**Document text:**
▶

Shane O'Neill

Personal information
- Native name: Seán Ó Néill (Irish)
- Born: 1974 (age 51–52) Caherdavin, Limerick, Ireland
- Occupation: Solicitor

Sport
- Sport: Hurling
- Position: Full-forward

Club
- Years: Club
- 1990-2012: Na Piarsaigh

Club titles
- Limerick titles: 1
- Munster titles: 1
- All-Ireland Titles: 0

College
- Years: College
- University of Limerick

Inter-county
- Years: County / Apps (scores)
- 1994-2000: Limerick / 9 (1-05)

Inter-county titles
- Munster titles: 1
- All-Irelands: 0
- NHL: 1
- All Stars: 0

= Shane O'Neill (Limerick hurler) =

Irish hurling manager (born 1974)

Shane O'Neill (born 1974) is an Irish hurling manager and former player who previously was the manager of the Galway senior hurling team. As a player he lined out with Limerick Senior Championship club Na Piarsaigh and the Limerick senior hurling team.

◀

**Set task 1:** Reproduce the stretch of the Shane O'Neill text from "Inter-county titles" through "Limerick senior hurling team.".

**Input records:**

▶

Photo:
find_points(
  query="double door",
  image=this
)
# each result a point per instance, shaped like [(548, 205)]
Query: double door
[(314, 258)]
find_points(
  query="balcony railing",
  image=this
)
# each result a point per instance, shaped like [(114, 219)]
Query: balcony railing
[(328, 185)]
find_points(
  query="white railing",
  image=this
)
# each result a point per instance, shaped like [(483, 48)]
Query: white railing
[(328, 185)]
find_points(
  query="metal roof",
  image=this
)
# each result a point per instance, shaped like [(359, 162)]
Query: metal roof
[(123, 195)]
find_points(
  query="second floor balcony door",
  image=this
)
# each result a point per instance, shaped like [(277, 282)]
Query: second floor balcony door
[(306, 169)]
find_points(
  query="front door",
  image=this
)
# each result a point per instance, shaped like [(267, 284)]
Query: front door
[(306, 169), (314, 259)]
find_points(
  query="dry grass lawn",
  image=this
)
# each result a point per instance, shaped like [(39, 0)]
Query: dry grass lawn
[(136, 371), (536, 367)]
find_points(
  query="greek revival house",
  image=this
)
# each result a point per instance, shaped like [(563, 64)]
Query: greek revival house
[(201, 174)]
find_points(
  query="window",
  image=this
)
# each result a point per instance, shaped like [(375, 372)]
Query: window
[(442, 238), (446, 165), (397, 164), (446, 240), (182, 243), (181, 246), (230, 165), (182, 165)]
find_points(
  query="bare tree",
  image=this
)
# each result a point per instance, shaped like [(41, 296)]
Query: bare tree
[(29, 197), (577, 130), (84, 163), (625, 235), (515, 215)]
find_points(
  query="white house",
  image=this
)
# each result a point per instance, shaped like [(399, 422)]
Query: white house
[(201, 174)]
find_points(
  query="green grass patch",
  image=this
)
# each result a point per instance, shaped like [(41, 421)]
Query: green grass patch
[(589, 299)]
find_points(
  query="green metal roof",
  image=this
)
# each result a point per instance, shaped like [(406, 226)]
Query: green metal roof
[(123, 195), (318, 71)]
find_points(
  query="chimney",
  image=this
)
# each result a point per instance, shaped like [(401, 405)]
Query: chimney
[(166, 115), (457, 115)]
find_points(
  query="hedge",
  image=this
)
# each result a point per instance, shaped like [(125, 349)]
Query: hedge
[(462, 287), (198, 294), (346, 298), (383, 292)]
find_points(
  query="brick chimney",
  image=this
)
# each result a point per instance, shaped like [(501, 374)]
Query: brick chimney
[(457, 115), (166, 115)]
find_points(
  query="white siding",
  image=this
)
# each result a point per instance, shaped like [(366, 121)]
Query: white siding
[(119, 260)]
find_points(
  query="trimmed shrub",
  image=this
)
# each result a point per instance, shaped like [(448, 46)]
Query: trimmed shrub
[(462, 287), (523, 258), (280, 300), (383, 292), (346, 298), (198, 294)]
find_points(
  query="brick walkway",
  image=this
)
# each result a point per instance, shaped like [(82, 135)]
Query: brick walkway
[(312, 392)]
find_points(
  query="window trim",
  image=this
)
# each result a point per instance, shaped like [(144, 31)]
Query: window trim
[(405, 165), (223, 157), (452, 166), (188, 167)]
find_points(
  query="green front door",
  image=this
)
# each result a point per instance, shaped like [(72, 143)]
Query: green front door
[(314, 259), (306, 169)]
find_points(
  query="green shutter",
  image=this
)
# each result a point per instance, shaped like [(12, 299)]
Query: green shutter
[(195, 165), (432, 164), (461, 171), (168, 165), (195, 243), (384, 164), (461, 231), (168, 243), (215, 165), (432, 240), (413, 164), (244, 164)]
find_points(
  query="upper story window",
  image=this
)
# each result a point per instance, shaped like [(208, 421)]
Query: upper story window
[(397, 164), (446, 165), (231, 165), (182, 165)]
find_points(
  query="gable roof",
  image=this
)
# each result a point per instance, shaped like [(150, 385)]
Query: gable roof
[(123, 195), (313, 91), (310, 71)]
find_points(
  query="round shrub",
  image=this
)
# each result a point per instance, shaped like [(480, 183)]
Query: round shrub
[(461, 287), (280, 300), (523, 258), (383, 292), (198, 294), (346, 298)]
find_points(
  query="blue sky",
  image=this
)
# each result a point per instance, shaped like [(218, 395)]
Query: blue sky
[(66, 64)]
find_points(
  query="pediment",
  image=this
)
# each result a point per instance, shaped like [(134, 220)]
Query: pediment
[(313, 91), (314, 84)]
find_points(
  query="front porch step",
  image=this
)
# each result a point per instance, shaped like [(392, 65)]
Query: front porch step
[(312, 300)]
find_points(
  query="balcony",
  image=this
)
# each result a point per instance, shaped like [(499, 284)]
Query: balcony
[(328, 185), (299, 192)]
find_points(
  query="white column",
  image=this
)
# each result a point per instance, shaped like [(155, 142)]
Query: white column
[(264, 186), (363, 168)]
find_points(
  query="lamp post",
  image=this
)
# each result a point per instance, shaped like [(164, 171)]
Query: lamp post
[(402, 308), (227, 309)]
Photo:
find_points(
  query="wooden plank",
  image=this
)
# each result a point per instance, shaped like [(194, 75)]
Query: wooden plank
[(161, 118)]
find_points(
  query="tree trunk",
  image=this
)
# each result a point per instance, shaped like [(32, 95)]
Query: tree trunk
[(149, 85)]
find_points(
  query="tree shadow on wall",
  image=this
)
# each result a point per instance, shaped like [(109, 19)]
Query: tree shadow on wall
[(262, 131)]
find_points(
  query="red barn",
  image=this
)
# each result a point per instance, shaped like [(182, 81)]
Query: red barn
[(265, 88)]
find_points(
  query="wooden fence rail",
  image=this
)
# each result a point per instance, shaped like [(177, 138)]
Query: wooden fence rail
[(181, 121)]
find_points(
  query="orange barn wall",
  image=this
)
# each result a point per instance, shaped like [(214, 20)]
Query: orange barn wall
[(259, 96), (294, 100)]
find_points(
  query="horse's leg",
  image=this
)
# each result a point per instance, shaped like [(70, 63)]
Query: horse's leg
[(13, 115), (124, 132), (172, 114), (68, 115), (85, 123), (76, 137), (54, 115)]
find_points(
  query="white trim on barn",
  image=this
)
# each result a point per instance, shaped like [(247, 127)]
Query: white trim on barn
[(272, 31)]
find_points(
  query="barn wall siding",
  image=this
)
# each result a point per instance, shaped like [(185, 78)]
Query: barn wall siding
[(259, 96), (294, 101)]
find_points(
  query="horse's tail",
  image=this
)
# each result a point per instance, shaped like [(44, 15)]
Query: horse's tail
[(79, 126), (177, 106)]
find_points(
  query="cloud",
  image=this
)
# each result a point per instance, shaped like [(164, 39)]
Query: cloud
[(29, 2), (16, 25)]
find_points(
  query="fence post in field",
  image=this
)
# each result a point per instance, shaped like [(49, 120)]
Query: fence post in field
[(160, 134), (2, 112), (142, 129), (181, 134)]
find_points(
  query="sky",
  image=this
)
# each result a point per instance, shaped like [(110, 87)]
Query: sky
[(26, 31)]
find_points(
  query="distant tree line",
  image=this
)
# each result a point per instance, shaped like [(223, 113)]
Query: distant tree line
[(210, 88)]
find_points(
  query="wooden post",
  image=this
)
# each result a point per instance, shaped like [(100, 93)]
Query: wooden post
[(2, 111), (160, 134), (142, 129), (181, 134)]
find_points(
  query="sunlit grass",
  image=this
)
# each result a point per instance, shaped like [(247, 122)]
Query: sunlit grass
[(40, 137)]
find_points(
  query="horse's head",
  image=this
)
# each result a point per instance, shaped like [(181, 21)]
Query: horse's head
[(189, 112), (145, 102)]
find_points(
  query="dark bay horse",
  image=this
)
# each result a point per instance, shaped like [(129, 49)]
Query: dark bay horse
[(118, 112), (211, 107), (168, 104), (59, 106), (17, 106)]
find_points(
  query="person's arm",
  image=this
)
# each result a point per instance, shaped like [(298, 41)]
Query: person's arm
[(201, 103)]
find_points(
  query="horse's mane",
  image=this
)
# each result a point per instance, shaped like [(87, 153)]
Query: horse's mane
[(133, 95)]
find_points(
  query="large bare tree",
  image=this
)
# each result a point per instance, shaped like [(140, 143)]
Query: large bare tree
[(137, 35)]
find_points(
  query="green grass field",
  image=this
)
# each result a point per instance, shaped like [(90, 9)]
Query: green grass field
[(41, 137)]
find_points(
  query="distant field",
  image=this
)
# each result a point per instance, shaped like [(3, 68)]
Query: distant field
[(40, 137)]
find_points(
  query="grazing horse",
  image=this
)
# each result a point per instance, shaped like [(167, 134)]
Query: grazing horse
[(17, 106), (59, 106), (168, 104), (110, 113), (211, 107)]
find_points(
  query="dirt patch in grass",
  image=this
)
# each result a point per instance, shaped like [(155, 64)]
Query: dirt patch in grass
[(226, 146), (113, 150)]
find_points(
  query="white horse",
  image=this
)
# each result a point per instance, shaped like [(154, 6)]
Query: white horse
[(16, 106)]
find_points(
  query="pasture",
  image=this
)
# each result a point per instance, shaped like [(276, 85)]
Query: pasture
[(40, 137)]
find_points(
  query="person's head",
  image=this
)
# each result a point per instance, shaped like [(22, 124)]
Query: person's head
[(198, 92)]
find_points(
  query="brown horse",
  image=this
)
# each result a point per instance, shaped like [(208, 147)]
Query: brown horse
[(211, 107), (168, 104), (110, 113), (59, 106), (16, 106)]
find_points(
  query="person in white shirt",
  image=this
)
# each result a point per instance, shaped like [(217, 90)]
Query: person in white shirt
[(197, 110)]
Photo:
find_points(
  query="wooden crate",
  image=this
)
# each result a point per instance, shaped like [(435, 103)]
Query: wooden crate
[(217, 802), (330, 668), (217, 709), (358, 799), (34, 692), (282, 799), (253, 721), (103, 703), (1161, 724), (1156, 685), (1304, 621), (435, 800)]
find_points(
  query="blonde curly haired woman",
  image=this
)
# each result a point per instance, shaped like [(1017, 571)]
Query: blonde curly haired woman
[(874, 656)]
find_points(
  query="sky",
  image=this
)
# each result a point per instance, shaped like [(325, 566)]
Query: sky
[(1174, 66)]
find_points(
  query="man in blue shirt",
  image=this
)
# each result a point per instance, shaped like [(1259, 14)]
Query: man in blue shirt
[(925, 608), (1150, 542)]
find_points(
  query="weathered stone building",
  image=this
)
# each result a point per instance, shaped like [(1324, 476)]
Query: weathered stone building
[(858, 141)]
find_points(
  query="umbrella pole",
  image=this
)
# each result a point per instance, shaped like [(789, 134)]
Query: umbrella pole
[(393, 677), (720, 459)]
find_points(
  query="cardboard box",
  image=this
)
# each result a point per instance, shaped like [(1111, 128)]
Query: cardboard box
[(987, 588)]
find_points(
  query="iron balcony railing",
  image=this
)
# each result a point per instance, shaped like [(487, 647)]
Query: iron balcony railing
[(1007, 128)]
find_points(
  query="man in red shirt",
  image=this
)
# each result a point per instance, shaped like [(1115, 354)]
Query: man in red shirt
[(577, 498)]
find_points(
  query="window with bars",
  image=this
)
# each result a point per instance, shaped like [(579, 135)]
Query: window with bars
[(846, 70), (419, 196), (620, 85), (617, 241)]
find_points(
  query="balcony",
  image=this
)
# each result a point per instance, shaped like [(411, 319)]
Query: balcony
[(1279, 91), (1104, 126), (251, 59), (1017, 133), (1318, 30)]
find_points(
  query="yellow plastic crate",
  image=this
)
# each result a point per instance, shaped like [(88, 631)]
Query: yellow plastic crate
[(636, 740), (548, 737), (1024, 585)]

◀

**Set task 2:** Add 115 to every coordinate in the answers across the stretch of the records from their start through the line containing "[(314, 258)]", and write out only those lines again in full, requests included.

**Result 1:**
Inter-county titles
- Munster titles: 1
- All-Irelands: 0
- NHL: 1
- All Stars: 0

= Shane O'Neill (Limerick hurler) =

Irish hurling manager (born 1974)

Shane O'Neill (born 1974) is an Irish hurling manager and former player who previously was the manager of the Galway senior hurling team. As a player he lined out with Limerick Senior Championship club Na Piarsaigh and the Limerick senior hurling team.

**Result 2:**
Photo:
find_points(
  query="double door",
  image=this
)
# each result a point per instance, shaped like [(548, 205)]
Query: double door
[(429, 373)]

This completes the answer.